►
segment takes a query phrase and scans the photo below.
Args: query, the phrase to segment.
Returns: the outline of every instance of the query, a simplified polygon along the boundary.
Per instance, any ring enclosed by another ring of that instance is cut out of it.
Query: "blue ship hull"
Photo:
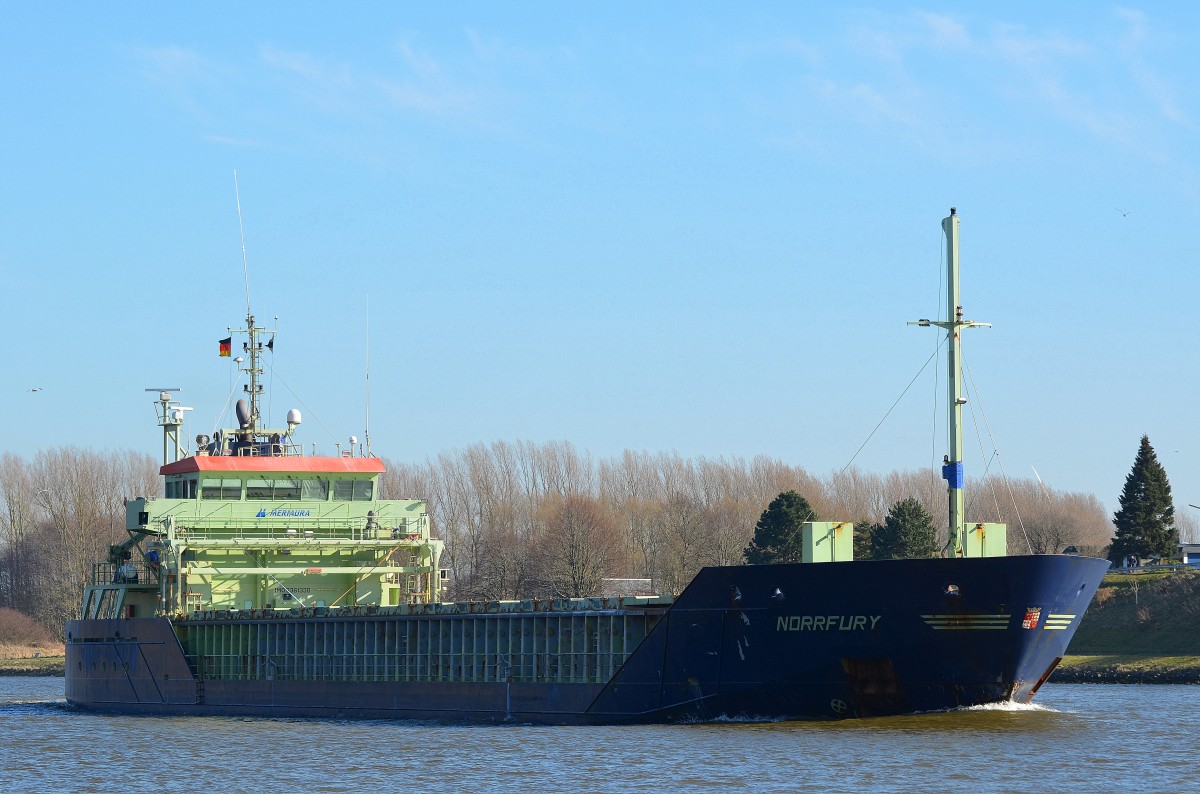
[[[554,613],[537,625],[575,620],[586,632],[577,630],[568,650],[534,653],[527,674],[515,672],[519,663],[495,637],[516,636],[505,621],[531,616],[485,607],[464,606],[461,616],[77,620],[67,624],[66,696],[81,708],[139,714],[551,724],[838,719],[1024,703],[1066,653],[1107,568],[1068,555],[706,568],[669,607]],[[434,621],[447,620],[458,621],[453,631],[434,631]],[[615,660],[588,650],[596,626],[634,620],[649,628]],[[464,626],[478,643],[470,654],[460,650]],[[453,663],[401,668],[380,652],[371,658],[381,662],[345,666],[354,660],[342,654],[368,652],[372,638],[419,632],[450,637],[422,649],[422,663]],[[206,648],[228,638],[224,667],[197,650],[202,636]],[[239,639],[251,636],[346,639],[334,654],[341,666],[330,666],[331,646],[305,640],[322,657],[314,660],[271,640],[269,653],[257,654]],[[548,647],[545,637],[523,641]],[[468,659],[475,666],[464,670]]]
◄
►
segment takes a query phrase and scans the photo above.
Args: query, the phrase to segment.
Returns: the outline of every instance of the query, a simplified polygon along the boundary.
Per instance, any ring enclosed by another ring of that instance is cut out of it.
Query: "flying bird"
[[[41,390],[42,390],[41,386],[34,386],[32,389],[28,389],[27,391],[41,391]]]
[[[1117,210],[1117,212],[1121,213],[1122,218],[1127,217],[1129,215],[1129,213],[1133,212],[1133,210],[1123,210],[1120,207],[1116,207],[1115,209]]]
◄
→ Problem details:
Go through the records above and copy every line holding the word "phrase".

→ Task response:
segment takes a query phrase and scans the photo below.
Args: query, the phrase to segment.
segment takes a query phrase and scans the photo above.
Args: query, the phrase to segment.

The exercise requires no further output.